### WRITTEN TASK
Rewrite only the records starting at the line that contains "like x=469, y=1266." and ending at the line that contains "x=503, y=451", putting "Label" wherever "Query" appears and leaving everything else unchanged.

BEGIN

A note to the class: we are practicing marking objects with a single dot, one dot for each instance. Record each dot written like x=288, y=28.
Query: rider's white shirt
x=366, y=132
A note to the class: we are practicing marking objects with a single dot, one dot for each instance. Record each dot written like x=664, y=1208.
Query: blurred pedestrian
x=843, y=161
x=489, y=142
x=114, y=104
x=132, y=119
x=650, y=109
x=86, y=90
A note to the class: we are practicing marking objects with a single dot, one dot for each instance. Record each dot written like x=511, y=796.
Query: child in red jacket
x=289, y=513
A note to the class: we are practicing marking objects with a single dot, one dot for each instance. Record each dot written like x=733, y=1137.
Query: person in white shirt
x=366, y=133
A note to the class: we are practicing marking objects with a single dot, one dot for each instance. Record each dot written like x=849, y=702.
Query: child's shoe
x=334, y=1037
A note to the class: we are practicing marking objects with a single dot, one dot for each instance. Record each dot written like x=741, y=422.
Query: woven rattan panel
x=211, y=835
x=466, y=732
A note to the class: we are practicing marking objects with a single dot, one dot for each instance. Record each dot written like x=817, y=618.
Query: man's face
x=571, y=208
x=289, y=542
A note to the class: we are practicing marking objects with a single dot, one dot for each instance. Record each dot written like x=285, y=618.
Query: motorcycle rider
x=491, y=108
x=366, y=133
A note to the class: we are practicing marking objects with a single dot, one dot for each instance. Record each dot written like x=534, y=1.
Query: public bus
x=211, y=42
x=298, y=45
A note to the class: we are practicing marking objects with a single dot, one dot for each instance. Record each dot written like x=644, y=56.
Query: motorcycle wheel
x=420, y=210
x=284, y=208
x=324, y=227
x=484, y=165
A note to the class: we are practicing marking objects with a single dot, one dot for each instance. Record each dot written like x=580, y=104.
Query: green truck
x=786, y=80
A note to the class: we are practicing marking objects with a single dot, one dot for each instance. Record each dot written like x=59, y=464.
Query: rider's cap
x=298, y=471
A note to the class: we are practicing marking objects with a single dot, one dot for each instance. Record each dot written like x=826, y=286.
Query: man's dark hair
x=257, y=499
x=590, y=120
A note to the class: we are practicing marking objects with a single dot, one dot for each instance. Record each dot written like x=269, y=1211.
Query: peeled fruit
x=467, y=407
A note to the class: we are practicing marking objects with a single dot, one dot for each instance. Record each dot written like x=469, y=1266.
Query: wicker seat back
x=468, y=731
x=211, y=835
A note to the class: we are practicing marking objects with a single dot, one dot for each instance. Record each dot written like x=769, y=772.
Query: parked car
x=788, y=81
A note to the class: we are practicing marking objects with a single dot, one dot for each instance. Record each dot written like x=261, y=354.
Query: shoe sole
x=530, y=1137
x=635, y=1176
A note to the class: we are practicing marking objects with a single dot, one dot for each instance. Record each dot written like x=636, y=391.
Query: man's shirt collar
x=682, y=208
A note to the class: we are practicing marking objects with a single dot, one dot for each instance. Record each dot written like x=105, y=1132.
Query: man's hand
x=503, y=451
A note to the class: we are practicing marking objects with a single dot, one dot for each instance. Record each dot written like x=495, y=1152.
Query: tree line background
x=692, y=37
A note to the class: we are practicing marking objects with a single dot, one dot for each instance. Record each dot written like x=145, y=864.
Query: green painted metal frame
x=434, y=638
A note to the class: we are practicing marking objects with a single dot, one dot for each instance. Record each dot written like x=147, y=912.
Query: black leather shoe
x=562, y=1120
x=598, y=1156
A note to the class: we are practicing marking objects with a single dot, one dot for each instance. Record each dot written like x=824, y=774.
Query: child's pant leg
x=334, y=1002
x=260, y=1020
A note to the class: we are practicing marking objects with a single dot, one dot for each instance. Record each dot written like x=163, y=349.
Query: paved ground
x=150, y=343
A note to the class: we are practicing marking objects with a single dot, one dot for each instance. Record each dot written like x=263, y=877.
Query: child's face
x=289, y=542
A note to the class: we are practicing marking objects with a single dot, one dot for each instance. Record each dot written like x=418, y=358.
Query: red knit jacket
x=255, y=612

END

### RESULT FOR THIS TASK
A note to the class: we are practicing marking objects with a single dot, one dot for each instance. Record each dot written like x=469, y=1266.
Label: wicker seat back
x=468, y=731
x=211, y=835
A note to the class: we are practicing marking objects with a single dot, one dot for each instance. Record each dot written like x=769, y=772.
Label: parked car
x=788, y=81
A note to the class: we are practicing marking objects with a single dot, one dot for each instance. Record each dot written like x=261, y=354.
Label: shoe sole
x=530, y=1137
x=635, y=1176
A note to the class: we are practicing marking objects with a single dot, one dot for each instance. Record each dot written like x=636, y=391.
Label: man's shirt collar
x=682, y=208
A note to the class: we are practicing marking objects with a single dot, one dot for each instance. Record each dot written like x=105, y=1132.
Label: man's hand
x=503, y=451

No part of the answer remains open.